» **Extrait à lire**:
DSP/QAM/qam.c

#include <math.h>
#include <stdint.h>
#include <stdio.h>
#include <stdlib.h>
#include <complex.h>
#include <string.h>

#define A 1 

struct qam_system_s {
    int M; // Nombre de symboles M-QAM
    int k; // Nombre de bits/symboles
    double Fs; // Fréquence d'échantillionage
    double Ts; // Temps d'échantillionage
    int N; // Nombre d'échantillions
    double Fc; // Fréquence de la porteuse
    double complex** constellation; // Tableau de symboles I + j Q
};
typedef struct qam_system_s qam_system;

// Initialisation de la constellation (double tableau de taille sqrt(M)), 
// ToDo : changer à un tableau à 1 dimension pour éviter de calculer sqrt(M)

» **Consigne 1**:
Dans l'extrait, que désigne le champ Fc de la structure qam_system ?
L'extrait et les entrées n'ont aucun lien entre eux.

» **Extraits de données**:

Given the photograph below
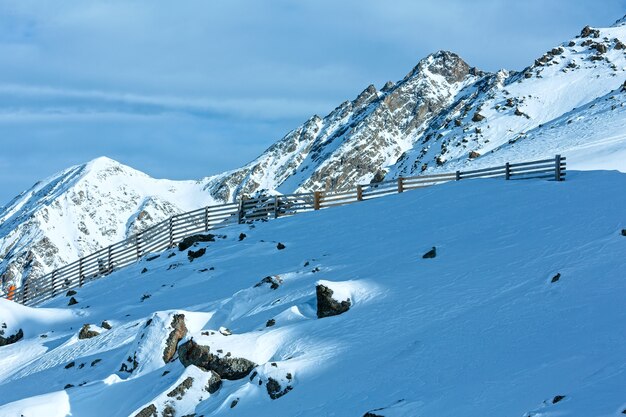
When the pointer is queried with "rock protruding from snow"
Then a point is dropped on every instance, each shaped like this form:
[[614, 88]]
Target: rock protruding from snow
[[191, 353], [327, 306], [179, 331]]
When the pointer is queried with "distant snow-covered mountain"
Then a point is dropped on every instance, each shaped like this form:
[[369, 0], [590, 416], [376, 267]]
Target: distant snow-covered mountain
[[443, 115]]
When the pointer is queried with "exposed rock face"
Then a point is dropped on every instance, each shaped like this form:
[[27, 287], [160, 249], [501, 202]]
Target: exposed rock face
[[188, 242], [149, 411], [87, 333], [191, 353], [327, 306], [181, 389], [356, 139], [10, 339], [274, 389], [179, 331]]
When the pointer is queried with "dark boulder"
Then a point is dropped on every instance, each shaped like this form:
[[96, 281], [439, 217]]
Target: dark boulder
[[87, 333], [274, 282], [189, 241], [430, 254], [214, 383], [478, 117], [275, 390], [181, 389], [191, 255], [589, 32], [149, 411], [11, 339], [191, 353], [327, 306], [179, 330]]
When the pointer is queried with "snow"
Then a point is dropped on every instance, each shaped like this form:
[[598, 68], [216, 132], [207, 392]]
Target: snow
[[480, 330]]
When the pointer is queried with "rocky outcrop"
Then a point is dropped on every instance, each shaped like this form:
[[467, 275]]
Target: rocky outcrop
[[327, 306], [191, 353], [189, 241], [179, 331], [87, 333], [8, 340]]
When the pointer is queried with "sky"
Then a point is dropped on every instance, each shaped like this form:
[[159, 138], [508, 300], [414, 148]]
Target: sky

» **Consigne 2**:
Disposez en tableau Markdown les lignes des entrées, depuis leur début jusqu'à la ligne contenant "333], [8, 340]]", celle-ci comprise, avec les colonnes N° et Ligne. Omettez les lignes vides et laissez les images hors de la réponse.

» **Corrigé 1**:
La fréquence de la porteuse.

» **Corrigé 2**:
| N° | Ligne |
|---|---|
| 1 | Given the photograph below |
| 2 | When the pointer is queried with "rock protruding from snow" |
| 3 | Then a point is dropped on every instance, each shaped like this form: |
| 4 | [[614, 88]] |
| 5 | Target: rock protruding from snow |
| 6 | [[191, 353], [327, 306], [179, 331]] |
| 7 | When the pointer is queried with "distant snow-covered mountain" |
| 8 | Then a point is dropped on every instance, each shaped like this form: |
| 9 | [[369, 0], [590, 416], [376, 267]] |
| 10 | Target: distant snow-covered mountain |
| 11 | [[443, 115]] |
| 12 | When the pointer is queried with "exposed rock face" |
| 13 | Then a point is dropped on every instance, each shaped like this form: |
| 14 | [[27, 287], [160, 249], [501, 202]] |
| 15 | Target: exposed rock face |
| 16 | [[188, 242], [149, 411], [87, 333], [191, 353], [327, 306], [181, 389], [356, 139], [10, 339], [274, 389], [179, 331]] |
| 17 | When the pointer is queried with "dark boulder" |
| 18 | Then a point is dropped on every instance, each shaped like this form: |
| 19 | [[96, 281], [439, 217]] |
| 20 | Target: dark boulder |
| 21 | [[87, 333], [274, 282], [189, 241], [430, 254], [214, 383], [478, 117], [275, 390], [181, 389], [191, 255], [589, 32], [149, 411], [11, 339], [191, 353], [327, 306], [179, 330]] |
| 22 | When the pointer is queried with "snow" |
| 23 | Then a point is dropped on every instance, each shaped like this form: |
| 24 | [[598, 68], [216, 132], [207, 392]] |
| 25 | Target: snow |
| 26 | [[480, 330]] |
| 27 | When the pointer is queried with "rocky outcrop" |
| 28 | Then a point is dropped on every instance, each shaped like this form: |
| 29 | [[467, 275]] |
| 30 | Target: rocky outcrop |
| 31 | [[327, 306], [191, 353], [189, 241], [179, 331], [87, 333], [8, 340]] |